── EXTRACTED INFORMATION

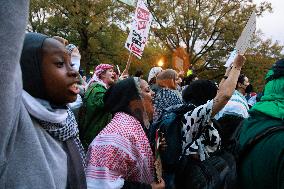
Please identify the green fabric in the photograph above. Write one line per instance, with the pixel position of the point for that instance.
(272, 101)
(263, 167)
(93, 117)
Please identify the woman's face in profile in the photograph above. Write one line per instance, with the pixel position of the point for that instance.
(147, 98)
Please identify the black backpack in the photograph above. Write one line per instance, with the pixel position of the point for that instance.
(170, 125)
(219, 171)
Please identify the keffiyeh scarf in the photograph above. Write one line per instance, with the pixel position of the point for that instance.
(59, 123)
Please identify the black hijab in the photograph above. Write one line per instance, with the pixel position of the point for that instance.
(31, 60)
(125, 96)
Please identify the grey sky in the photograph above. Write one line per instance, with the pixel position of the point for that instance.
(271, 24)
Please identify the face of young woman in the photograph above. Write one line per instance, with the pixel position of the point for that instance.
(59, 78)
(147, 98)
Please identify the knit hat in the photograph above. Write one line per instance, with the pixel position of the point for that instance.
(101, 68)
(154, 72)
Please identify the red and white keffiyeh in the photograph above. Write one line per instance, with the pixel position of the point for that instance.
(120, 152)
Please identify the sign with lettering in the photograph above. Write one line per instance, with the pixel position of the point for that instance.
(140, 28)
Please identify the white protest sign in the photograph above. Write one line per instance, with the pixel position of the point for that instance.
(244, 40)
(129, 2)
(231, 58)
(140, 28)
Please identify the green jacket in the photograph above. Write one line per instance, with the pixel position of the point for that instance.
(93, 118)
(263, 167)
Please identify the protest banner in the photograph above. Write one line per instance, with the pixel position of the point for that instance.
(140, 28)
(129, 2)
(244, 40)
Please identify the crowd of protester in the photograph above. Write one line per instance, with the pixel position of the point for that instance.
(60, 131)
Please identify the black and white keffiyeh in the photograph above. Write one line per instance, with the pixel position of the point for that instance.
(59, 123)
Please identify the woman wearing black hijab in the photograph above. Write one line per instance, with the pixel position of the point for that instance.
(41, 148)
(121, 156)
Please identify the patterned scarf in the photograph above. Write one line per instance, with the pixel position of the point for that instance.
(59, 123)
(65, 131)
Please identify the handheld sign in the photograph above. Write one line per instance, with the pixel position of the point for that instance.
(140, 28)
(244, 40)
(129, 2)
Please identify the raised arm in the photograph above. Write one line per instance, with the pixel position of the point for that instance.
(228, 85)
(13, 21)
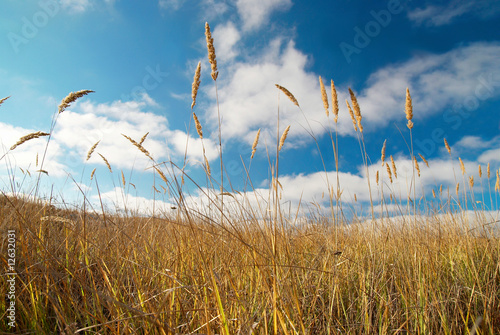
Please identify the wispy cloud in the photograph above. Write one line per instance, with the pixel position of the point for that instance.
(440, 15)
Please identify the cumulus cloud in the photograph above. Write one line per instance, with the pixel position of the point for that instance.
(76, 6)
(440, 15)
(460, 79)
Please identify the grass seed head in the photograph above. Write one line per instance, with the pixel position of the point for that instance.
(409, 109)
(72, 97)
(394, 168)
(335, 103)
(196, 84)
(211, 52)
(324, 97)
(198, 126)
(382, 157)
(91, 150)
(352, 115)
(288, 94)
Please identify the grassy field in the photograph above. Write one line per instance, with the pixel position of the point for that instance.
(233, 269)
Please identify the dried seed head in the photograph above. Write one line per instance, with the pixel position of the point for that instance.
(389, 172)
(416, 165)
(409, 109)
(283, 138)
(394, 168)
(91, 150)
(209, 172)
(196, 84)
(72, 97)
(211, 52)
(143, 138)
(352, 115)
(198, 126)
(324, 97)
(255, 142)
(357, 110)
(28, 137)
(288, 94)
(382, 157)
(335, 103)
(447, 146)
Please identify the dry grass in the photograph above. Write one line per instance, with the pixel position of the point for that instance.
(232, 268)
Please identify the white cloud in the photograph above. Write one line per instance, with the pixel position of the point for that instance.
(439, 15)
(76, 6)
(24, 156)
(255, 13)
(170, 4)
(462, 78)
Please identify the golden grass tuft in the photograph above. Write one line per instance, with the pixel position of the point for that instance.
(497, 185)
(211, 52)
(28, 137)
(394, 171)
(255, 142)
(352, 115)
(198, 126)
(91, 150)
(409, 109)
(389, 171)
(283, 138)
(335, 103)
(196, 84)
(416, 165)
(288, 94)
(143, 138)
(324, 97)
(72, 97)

────

REQUIREMENT: Omit the pictures. Transcribe every record exactly.

EXPECTED OUTPUT:
Please identify the green fabric in the photograph above. Write one line per instance, with the pixel position of the point for that instance.
(272, 101)
(263, 167)
(93, 117)
Please identify the woman's face in profile in the photograph above. Write one line per instance, with the pixel position of the point for that instance.
(147, 98)
Please identify the black backpack in the photograph above. Write one line per instance, with the pixel position of the point for that instance.
(170, 125)
(219, 171)
Please identify the keffiyeh scarf in the photograph above. Write one line per instance, with the pixel position of the point for that instance.
(59, 123)
Please identify the black hijab in the photograph above. Write one line per instance, with the pixel position of the point for that instance.
(31, 60)
(125, 96)
Please identify the grey sky in the photograph above. Write one line per instance, with the pixel position of the point for that instance.
(271, 24)
Please identify the face of young woman in the photograph above. Write one line per instance, with the pixel position of the point for that instance.
(59, 78)
(147, 98)
Please identify the knit hat in the photograph above. Write one line per instance, with the pixel position of the point for that instance.
(101, 68)
(154, 72)
Please identify the red and white keffiyeh in the photograph above. Write one line per instance, with the pixel position of the point for that instance.
(120, 152)
Please identify the sign with lettering in the photograph above. Write one line per instance, with the pixel position of the point for that instance.
(140, 28)
Please identify the white protest sign in the photograph above. Write one line per instance, with the pixel position of the point for that instance.
(244, 40)
(129, 2)
(231, 58)
(140, 28)
Please identify the green jacket in the photograph above. Write one line per instance, with the pixel position of the point for that instance.
(93, 118)
(263, 167)
Please identify the protest banner in the photograph above. Write one line per instance, with the pixel position of the point for that instance.
(140, 28)
(129, 2)
(244, 40)
Please identify the crowd of protester in the photograph above. Write one line per instance, with the pixel position of the point for that instance.
(60, 131)
Please identify the black and white keffiyeh in the photograph above. Write one line per instance, with the pixel position of the point for that instance.
(59, 123)
Please identify the woman wearing black hijab in the photograph above. Write one line per instance, with the pixel position of the point for that instance.
(41, 148)
(121, 156)
Please identify the patterned scarf in the photograph above. Write one line per instance, with the pixel position of the point for that instance.
(59, 123)
(65, 131)
Please identify the handheld sign in the photograph above. Write one line per instance, with the pixel position of the point for that instance.
(140, 28)
(244, 40)
(129, 2)
Please identify the raised arm in the photograph above. Write one line per instance, with the pixel position of the point for that instance.
(228, 85)
(13, 21)
Please identify the wispy cloud in the photograph above. Write one line per instance, with the pixel position of the point for that instance.
(440, 15)
Please identify the cumulus cloud in the photograph above. Write one line per instance, with the pixel position of the point for that instance.
(76, 6)
(440, 15)
(460, 79)
Please identify the grass seed head in the photograph above. Write one line per instance, with the pixel position of the point for that instance.
(409, 109)
(72, 97)
(394, 168)
(335, 103)
(196, 84)
(211, 52)
(324, 97)
(198, 126)
(382, 157)
(91, 150)
(352, 115)
(288, 94)
Please identify the grassy field in the photograph above. Write one line per instance, with the pixel position of the point for that instance.
(233, 269)
Please identify the dried seed head in the photograph above. Write one line per instance, with the pixel position of the point for that instance.
(389, 172)
(416, 165)
(409, 109)
(283, 138)
(394, 168)
(91, 150)
(209, 172)
(196, 84)
(72, 97)
(211, 52)
(143, 138)
(352, 115)
(198, 126)
(324, 97)
(255, 142)
(357, 110)
(28, 137)
(288, 94)
(382, 157)
(335, 103)
(447, 146)
Please identify the dry grass in the photograph above. Write one line per instance, with the pixel position of the point for that instance.
(232, 268)
Please identify the white cloud in the photograph above. Write one line per instance, with the pixel position of the point for that instance.
(439, 15)
(76, 6)
(24, 156)
(255, 13)
(170, 4)
(462, 78)
Please identify the golden grass tuft in the photograph above. Write one line per instance, with the pixel position of the point for that instance.
(497, 185)
(211, 52)
(28, 137)
(394, 171)
(255, 142)
(352, 115)
(198, 126)
(91, 150)
(409, 109)
(389, 171)
(283, 138)
(335, 103)
(196, 84)
(416, 165)
(288, 94)
(143, 138)
(324, 97)
(72, 97)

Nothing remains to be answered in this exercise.